Coordinate annotation entries

--- Start ---

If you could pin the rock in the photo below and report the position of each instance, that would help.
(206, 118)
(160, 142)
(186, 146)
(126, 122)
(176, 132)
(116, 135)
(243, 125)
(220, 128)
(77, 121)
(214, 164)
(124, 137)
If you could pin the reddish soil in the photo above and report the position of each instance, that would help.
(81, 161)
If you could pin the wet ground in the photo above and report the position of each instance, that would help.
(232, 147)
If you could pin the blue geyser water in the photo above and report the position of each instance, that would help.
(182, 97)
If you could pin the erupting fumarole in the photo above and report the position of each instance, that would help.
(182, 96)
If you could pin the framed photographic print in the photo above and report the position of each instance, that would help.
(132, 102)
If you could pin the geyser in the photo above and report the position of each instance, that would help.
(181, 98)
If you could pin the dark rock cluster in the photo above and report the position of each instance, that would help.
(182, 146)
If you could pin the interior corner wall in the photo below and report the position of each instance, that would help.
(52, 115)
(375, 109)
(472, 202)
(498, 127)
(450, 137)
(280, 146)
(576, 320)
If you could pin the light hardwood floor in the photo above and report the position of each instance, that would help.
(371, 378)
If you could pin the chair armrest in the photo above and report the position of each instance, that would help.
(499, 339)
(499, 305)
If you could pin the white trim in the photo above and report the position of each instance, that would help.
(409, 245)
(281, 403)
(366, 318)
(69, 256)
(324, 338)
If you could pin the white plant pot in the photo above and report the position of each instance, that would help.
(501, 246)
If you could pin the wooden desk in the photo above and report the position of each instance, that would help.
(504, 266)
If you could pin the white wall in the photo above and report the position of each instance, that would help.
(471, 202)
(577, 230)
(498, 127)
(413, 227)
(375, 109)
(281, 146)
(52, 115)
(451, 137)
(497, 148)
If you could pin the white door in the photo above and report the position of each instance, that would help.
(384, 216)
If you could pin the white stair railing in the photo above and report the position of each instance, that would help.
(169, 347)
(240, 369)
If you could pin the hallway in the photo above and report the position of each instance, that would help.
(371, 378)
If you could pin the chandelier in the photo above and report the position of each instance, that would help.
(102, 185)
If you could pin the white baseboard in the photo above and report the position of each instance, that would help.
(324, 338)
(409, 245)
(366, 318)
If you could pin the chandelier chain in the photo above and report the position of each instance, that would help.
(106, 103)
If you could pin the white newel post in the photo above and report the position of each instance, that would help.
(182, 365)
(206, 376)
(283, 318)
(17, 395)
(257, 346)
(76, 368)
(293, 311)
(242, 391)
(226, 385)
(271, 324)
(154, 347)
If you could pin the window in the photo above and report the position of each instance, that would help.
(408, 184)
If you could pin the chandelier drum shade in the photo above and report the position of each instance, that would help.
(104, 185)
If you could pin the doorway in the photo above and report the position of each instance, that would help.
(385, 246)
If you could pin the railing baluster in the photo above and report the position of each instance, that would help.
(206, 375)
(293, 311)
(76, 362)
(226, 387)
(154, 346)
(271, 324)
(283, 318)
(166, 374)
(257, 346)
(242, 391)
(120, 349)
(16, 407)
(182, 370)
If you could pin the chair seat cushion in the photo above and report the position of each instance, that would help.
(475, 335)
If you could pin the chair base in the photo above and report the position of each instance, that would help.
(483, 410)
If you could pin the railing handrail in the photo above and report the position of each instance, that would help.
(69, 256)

--- End ---

**Short exercise**
Send back exactly the lines from the line with "If you could pin the white wall" through the end of the records.

**Answer to the problem**
If you could pin the white wall in the photo above and report the position of each instance, that would help.
(471, 202)
(577, 230)
(498, 127)
(413, 227)
(375, 109)
(281, 146)
(52, 115)
(451, 137)
(497, 148)
If you could pin the white door in the photo above and report the position of each instance, that would help.
(384, 216)
If you could pin the white stair railing in the photo above and report the position of each instance, that would help.
(169, 347)
(240, 369)
If you could pin the hallway in the photo above and report the position of each instance, that would help.
(371, 378)
If you could pin the chandelier in the photo above and report the position of each instance, that would help.
(102, 185)
If you could pin the white baseboard in the photo above and report the position of each instance, that would help.
(324, 338)
(409, 245)
(366, 318)
If you could pin the chandelier chain in the photo above and report the position of each instance, that would help.
(106, 103)
If you could pin the white newel post in the photo above and report the position of each instance, that would help.
(182, 365)
(206, 376)
(283, 318)
(17, 395)
(257, 346)
(76, 368)
(293, 311)
(242, 391)
(226, 385)
(271, 324)
(154, 347)
If you could pin the window in the photo above and report the position of each instance, that would help.
(408, 184)
If you could pin the chandelier drum shade in the photo above and report the position of each instance, that would help.
(104, 185)
If you could pin the doorway in the photo above and report the position of each instance, that would help.
(385, 246)
If you could pin the railing baluster in the photo above and report the position of each instance, that would help.
(206, 375)
(293, 311)
(76, 362)
(226, 387)
(154, 346)
(271, 324)
(283, 318)
(166, 374)
(257, 346)
(242, 391)
(120, 349)
(16, 407)
(182, 370)
If you could pin the chair seat cushion in the photo above and report the position of each instance, that would help.
(475, 335)
If you could pin the chair base in the photo above and report the position of each instance, that would help.
(483, 410)
If you could pin the railing handrail in the photo above and report the position of each instance, that would help.
(69, 256)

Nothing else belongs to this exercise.